Type Behavior Use Case
{:timeout, ms, event} Generic — survives state changes Periodic polling
{:state_timeout, ms, event} Resets on state change Per-state deadlines
{:event_timeout, ms, event} Resets on any event Inactivity detection

Key Actions in Return Tuples

# Return format: {:next_state, new_state, new_data, actions}
actions = [
  {:reply, from, response},                    # Reply to caller
  {:state_timeout, 30_000, :deadline},          # State-scoped timeout
  {:timeout, 5_000, :poll},                     # Generic timeout
  :postpone,                                    # Defer event to next state
  :hibernate,                                   # Reduce memory footprint
  {:next_event, :internal, :setup}              # Queue internal event
]

When to Use GenStateMachine vs GenServer

Scenario Use
Simple key-value state, CRUD GenServer
Request/response server GenServer
Well-defined state transitions GenStateMachine
Need built-in timeouts per state GenStateMachine
Events valid only in certain states GenStateMachine
Agentic workflow with phases GenStateMachine
Need postpone/defer semantics GenStateMachine

Supervisors — Let It Crash

Child Specifications

Every supervised process needs a child spec — a map describing how to start, restart, and shut it down:

%{
  id: MyWorker,                    # Unique identifier (required)
  start: {MyWorker, :start_link, [arg]},  # {Module, Function, Args} (required)
  restart: :permanent,             # :permanent | :transient | :temporary
  shutdown: 5_000,                 # Timeout in ms, or :brutal_kill, or :infinity
  type: :worker                    # :worker | :supervisor
}

use GenServer / use Supervisor auto-generates child_spec/1 — you rarely write these by hand.

Restart Semantics

Strategy Behavior
:permanent Always restart (default) — use for core services
:transient Restart only on abnormal exit — use for temporary workers that should complete
:temporary Never restart — spec auto-deleted on exit

What counts as "normal" exit: :normal, :shutdown, {:shutdown, term} — these suppress error logs too.

Crash Budget

opts = [
  strategy: :one_for_one,
  max_restarts: 3,         # Max restarts within window (default: 3)
  max_seconds: 5           # Window in seconds (default: 5)
]

Exceed the budget and the supervisor itself exits with :shutdown — escalating to its supervisor.

Strategies

defmodule MyApp.Application do
  use Application

  @impl true
  def start(_type, _args) do
    children = [
      MyApp.Repo,                                        # Start first
      {MyApp.Cache, []},                                 # Depends on Repo
      {Task.Supervisor, name: MyApp.TaskSupervisor},
      MyAppWeb.Endpoint                                  # Start last
    ]
    opts = [strategy: :one_for_one, name: MyApp.Supervisor]
    Supervisor.start_link(children, opts)

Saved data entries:

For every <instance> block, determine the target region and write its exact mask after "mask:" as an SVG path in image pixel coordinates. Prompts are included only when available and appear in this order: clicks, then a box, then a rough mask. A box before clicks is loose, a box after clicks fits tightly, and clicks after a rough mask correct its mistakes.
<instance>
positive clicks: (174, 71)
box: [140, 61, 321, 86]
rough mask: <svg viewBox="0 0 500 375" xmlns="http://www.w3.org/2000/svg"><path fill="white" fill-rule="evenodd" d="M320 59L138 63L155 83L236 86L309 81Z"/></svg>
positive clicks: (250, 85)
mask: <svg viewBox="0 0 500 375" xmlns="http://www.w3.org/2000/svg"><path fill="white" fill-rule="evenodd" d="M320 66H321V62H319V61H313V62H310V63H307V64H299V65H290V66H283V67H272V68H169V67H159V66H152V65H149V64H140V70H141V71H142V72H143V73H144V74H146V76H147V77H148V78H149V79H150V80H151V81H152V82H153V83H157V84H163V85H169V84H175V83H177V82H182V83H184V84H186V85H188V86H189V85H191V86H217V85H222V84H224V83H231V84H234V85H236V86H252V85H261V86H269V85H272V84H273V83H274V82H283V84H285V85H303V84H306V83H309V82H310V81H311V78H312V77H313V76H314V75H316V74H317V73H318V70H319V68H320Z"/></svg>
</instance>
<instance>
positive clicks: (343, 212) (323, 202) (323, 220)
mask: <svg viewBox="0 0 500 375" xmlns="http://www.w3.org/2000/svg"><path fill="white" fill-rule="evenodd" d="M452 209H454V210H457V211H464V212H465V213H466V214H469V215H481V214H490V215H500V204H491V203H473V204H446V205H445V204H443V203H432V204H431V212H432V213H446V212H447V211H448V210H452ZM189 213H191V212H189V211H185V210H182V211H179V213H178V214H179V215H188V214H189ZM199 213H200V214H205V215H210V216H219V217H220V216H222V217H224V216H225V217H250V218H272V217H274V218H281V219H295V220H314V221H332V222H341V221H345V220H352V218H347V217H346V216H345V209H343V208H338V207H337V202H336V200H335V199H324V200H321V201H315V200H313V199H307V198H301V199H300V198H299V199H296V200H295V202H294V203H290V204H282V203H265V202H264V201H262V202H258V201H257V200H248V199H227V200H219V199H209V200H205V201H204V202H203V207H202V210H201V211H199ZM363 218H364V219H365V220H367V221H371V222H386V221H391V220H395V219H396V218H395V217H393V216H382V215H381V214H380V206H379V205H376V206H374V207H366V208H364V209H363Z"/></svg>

__Work to complete__.
A – In the Elixir supervisor notes, rewrite the paragraph beginning "What counts as "normal" exit" as a short list. Keep its main facts.
B – Translate this sentence from the Elixir supervisor notes into Spanish: "Exceed the budget and the supervisor itself exits with :shutdown — escalating to its supervisor."
C – According to the Elixir supervisor notes, which restart setting means a process is never restarted?

__Results by task__.
A –
Exits that count as "normal":
- :normal
- :shutdown
- {:shutdown, term}

These exits also suppress error logs.

B – Si se excede el presupuesto, el propio supervisor termina con :shutdown, escalando hacia su supervisor.

C – :temporary